Written request
Reproduce all the data below, swapping every "one element per line" for "one point per line" and keeping everything else the same.

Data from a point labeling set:
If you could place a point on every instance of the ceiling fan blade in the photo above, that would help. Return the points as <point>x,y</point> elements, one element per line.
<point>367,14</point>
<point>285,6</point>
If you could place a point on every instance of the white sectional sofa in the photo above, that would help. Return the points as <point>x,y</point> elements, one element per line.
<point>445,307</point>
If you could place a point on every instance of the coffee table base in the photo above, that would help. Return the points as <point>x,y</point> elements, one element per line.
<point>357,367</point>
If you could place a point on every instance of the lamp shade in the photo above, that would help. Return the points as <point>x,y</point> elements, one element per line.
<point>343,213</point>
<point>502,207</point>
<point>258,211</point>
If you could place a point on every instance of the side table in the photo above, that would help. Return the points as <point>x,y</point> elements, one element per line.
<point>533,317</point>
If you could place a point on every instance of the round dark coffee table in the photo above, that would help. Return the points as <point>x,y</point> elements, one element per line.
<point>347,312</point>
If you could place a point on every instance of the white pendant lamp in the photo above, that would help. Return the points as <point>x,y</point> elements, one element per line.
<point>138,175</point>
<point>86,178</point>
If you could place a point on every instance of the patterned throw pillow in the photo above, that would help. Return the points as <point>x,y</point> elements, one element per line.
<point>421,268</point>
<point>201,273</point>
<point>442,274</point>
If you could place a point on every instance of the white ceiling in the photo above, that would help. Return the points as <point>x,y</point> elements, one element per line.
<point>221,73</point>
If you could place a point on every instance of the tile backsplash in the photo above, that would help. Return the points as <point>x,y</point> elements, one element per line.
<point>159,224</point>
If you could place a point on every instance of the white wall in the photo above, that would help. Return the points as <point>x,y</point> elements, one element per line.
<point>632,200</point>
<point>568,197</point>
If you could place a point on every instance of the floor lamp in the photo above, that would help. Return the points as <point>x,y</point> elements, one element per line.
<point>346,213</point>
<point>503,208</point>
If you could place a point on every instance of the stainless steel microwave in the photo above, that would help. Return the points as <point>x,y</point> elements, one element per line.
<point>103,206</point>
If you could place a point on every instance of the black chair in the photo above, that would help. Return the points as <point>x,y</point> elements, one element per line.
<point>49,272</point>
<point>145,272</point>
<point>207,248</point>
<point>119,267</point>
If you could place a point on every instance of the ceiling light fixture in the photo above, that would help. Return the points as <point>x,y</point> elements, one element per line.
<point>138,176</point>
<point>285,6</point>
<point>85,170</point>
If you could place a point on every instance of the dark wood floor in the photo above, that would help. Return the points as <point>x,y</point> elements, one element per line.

Written reply
If you could place a point on every instance of the ceiling fan blade in the photo above, that would help. Return the points as <point>x,y</point> elements, one point per line.
<point>367,14</point>
<point>285,6</point>
If you could place a point on every instance of the white sectional sofa in the photo above, that would help. Return the points as <point>x,y</point> elements, one point per line.
<point>445,307</point>
If you could place a point on every instance of the coffee table base in the photo above, that would help. Return the points as <point>x,y</point> elements, one point per line.
<point>357,367</point>
If you could place a point on every instance of the lamp shade in the photo above, that would help. Return the points as <point>x,y</point> elements, one point per line.
<point>343,213</point>
<point>502,207</point>
<point>258,211</point>
If you could place a point on every instance of the side table in the photo above, that would help. Return the points as <point>x,y</point> elements, one point per line.
<point>533,317</point>
If you could place a point on every instance of the round dark coffee table in the photo above, that would help. Return the points as <point>x,y</point> elements, one point per line.
<point>347,312</point>
If you could place a point on every instance of the white pendant lamp in the photo above, that would help. Return the points as <point>x,y</point> elements, one point per line.
<point>138,175</point>
<point>86,178</point>
If you could place a point on every instance of the patterned throw pillow in the photo above, that would help. Return the points as <point>x,y</point> elements, one point per line.
<point>421,268</point>
<point>201,273</point>
<point>442,274</point>
If you could place a point on every instance of the white ceiling in the photo above, that would help. Return the points as <point>x,y</point> elements, one point per line.
<point>221,73</point>
If you could place a point on every instance of the tile backsplash in the photo above, that would help. Return the points as <point>x,y</point> elements, one point per line.
<point>159,224</point>
If you could place a point on every instance of the white wall in the photo above, that would help. Return the points as <point>x,y</point> elements, one point per line.
<point>632,200</point>
<point>568,197</point>
If you could place a point on every instance of the floor lamp in the photo above, that would help. Return the points as <point>x,y</point> elements, one point per line.
<point>346,213</point>
<point>503,208</point>
If you could place a point on every instance of the stainless steel microwave in the photo above, that would help. Return the points as <point>x,y</point> elements, one point per line.
<point>103,206</point>
If you could place a point on every instance of the black chair in the photo above, that would help. Return the points as <point>x,y</point> elements, one point per line.
<point>49,272</point>
<point>145,272</point>
<point>207,248</point>
<point>119,267</point>
If you could place a point on every instance of the ceiling light fixture in the photo above, that would help. Return the points as <point>x,y</point> elements, one point per line.
<point>138,176</point>
<point>285,6</point>
<point>85,170</point>
If you could place a point on every instance of the dark wood floor in the photo above, that would help. Return the points as <point>x,y</point> elements, one point per line.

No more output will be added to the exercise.